| Extract provided |
========================================================================
Common Array Patterns

# Count occurrences
awk '{ count[$1]++ }
     END { for (k in count) print k, count[k] }' file.txt

# Sum by key
awk '{ sum[$1] += $2 }
     END { for (k in sum) print k, sum[k] }' data.txt

# Collect unique values
awk '{ unique[$1] = 1 }
     END { for (k in unique) print k }' file.txt

# Find duplicates
awk '{
  if (seen[$1]++)
    print "Duplicate:", $1
}' file.txt

Common One-Liners

Statistics

# Sum column
awk '{ sum += $1 } END { print sum }' data.txt

# Average
awk '{ sum += $1; n++ } END { print sum/n }' data.txt

# Min and max
awk 'NR==1 { min=max=$1 }
     { if ($1<min) min=$1; if ($1>max) max=$1 }
     END { print min, max }' data.txt

# Count lines
awk 'END { print NR }' file.txt

# Count non-empty lines
awk 'NF > 0 { count++ } END { print count }' file.txt

Filtering

# Print lines matching pattern
awk '/error/' log.txt

# Print lines NOT matching pattern
awk '!/debug/' log.txt

# Print lines where field matches
awk '$3 > 100' data.txt

# Print specific columns
awk '{ print $1, $3 }' file.txt

# Print lines between patterns
awk '/START/,/END/' file.txt

Transformation

# Swap columns
awk '{ print $2, $1 }' file.txt

# Add line numbers
awk '{ print NR, $0 }' file.txt

# Remove duplicates (keep first)
awk '!seen[$0]++' file.txt

# Replace field separator
awk 'BEGIN { OFS="\t" } { print $1, $2, $3 }' file.txt

# Convert to uppercase
awk '{ print toupper($0) }' file.txt

CSV Processing

# Parse CSV
awk -F, '{ print $1, $3 }' data.csv

# CSV to TSV
awk -F, 'BEGIN { OFS="\t" } { print $1, $2, $3 }' data.csv

# Remove quotes
awk -F, '{ gsub(/"/, ""); print }' data.csv

# Add quotes
awk -F, '{
  for (i=1; i<=NF; i++)
    printf "\"%s\"%s", $i, (i<NF ? "," : "\n")
========================================================================
| Raw data |
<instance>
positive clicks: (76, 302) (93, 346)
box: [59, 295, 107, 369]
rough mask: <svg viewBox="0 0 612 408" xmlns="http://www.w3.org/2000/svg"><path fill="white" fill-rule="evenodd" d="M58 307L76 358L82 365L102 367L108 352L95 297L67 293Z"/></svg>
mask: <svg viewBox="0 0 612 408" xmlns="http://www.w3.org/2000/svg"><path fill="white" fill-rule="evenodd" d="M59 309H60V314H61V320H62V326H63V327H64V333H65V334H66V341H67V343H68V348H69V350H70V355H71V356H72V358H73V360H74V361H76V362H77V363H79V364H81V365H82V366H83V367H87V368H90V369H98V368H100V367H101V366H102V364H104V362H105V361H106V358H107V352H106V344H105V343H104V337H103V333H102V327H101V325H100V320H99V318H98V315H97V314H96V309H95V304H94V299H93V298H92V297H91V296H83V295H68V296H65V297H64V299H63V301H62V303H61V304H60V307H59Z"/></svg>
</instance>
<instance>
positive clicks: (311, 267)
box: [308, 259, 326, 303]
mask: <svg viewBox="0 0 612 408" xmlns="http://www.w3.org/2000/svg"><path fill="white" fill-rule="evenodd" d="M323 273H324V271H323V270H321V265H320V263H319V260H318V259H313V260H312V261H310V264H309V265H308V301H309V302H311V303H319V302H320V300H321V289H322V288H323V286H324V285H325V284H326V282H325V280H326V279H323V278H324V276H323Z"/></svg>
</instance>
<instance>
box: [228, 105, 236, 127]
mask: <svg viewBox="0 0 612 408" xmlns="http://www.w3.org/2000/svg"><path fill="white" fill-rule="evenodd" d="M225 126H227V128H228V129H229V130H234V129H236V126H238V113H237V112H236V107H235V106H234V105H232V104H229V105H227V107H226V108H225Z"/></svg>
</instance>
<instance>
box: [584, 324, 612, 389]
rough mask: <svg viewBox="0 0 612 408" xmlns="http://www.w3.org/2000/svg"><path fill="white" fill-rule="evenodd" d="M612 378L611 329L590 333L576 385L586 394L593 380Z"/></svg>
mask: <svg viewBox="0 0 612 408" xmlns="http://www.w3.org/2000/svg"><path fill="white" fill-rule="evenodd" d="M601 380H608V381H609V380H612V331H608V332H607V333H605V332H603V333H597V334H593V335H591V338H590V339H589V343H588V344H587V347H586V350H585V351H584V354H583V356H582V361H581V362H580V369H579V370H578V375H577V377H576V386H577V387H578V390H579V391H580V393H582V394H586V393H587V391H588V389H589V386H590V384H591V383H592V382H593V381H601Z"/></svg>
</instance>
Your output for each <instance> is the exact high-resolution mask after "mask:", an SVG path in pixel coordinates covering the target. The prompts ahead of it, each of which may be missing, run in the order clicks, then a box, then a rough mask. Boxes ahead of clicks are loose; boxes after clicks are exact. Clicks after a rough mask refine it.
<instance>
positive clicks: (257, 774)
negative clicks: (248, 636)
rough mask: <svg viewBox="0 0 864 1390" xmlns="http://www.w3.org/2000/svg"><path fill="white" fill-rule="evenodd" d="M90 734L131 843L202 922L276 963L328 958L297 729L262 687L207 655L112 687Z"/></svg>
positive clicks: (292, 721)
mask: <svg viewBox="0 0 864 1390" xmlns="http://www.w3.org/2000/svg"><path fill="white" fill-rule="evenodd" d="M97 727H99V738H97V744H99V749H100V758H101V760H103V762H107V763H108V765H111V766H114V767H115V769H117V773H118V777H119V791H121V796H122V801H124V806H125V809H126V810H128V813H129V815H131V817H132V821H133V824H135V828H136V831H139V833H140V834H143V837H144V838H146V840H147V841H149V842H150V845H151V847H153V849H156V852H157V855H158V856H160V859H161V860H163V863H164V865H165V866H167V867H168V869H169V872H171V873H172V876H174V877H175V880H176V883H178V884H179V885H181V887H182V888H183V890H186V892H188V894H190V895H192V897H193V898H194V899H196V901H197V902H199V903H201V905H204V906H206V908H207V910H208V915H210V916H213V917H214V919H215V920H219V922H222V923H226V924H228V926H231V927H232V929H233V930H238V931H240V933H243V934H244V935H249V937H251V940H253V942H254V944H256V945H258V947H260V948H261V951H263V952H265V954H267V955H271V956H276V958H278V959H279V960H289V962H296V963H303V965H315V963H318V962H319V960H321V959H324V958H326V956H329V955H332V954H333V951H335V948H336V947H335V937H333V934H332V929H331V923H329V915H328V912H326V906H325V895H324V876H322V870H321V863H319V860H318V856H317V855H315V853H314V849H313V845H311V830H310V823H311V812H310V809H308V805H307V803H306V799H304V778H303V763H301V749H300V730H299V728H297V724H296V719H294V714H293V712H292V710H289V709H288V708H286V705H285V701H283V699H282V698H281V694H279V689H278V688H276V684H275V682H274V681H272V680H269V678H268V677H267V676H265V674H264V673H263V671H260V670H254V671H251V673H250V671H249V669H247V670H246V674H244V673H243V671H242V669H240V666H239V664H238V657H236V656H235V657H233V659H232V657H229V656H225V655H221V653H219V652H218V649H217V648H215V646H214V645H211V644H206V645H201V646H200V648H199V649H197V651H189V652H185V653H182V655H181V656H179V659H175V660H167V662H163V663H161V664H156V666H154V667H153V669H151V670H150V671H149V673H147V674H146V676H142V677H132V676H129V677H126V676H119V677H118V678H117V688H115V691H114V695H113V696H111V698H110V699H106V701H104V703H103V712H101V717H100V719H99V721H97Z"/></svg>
========================================================================
| Aim of the task |
Carry on the awk cheat sheet from the point where it stops.

| Reply to the task |
}' data.csv

Log Processing

# Count by status code
awk '{ count[$9]++ }
     END { for (c in count) print c, count[c] }' access.log

# Filter by date
awk '$4 ~ /06\/Feb\/2026/' access.log

# Sum response sizes
awk '{ sum += $10 } END { print sum }' access.log

# Top IP addresses
awk '{ ip[$1]++ }
     END { for (i in ip) print ip[i], i }' access.log |
     sort -rn | head -10

Advanced Topics

Multiple Files

# Process multiple files
awk '{ print FILENAME, FNR, $0 }' file1.txt file2.txt

# Different action per file
awk 'FNR==1 { print "File:", FILENAME }
     { print $0 }' *.txt

# Merge files by key
awk 'NR==FNR { a[$1]=$2; next }
     { print $0, a[$1] }' lookup.txt data.txt

User-Defined Functions

# Define function
awk '
function max(a, b) {
  return (a > b) ? a : b
}
{
  print max($1, $2)
}' data.txt

# Function with local variables
awk '
function factorial(n,    i, result) {
  result = 1
  for (i=2; i<=n; i++)
    result *= i
  return result
}
{
  print factorial($1)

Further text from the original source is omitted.